++++ Raw records

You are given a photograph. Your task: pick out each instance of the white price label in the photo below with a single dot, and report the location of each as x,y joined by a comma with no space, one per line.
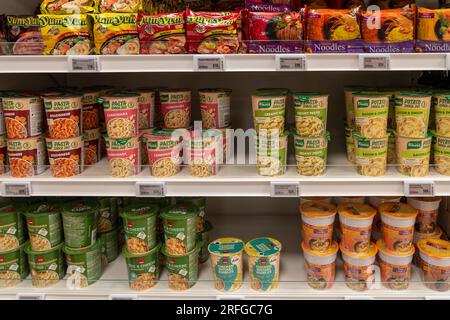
209,63
151,190
284,189
414,189
84,63
290,62
374,62
17,189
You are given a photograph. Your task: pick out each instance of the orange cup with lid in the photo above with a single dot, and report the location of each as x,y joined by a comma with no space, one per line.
320,267
397,221
395,266
317,224
356,224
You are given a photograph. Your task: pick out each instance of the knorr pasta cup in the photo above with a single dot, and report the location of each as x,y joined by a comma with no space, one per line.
84,265
356,223
371,114
180,232
311,155
413,156
182,269
310,113
371,155
398,225
317,224
227,263
412,111
395,266
435,262
47,267
359,267
263,263
65,156
320,267
139,223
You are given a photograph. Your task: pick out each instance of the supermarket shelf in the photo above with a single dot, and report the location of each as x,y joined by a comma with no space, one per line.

++++++++

**What to produce:** Scale every x,y coordinate pair in the listing above by 2.55, rounding each value to the nearest whole number with halves rounded up. Reproduce the whole listing line for line with all other wording unchanged, and leave out the picture lines.

**Solution for this task:**
You are given a photograph. Your task: pick out each instance of the white price label in the photo below with a single dot, and report the location of each as x,y joined by a comma with no space, one per line.
533,161
385,485
724,482
1056,482
214,161
740,158
954,158
43,482
You are given a photograph. Your task: pick out each instance of the orange cup with lid in the photo above with a single dot, and report the location of each as x,y joined by a comma with no space, one per line.
816,681
1012,564
1007,678
808,571
908,571
You are given a photograph. Your task: pick out each instance of the knorr pasta cup in the photo above with a single dot, and report the location of each as x,y joined by a comma with no space, one per line.
214,676
908,569
946,291
459,592
793,395
1053,398
464,686
791,288
946,395
1015,574
808,571
579,671
1051,283
1007,678
1109,668
120,681
915,681
671,671
166,398
816,681
354,569
You are given a photograph. Your task: pick out each instance of the supermarket shelf in the photo above with a single dot, and report the location of each as x,y joined by a comma with no space, one per line.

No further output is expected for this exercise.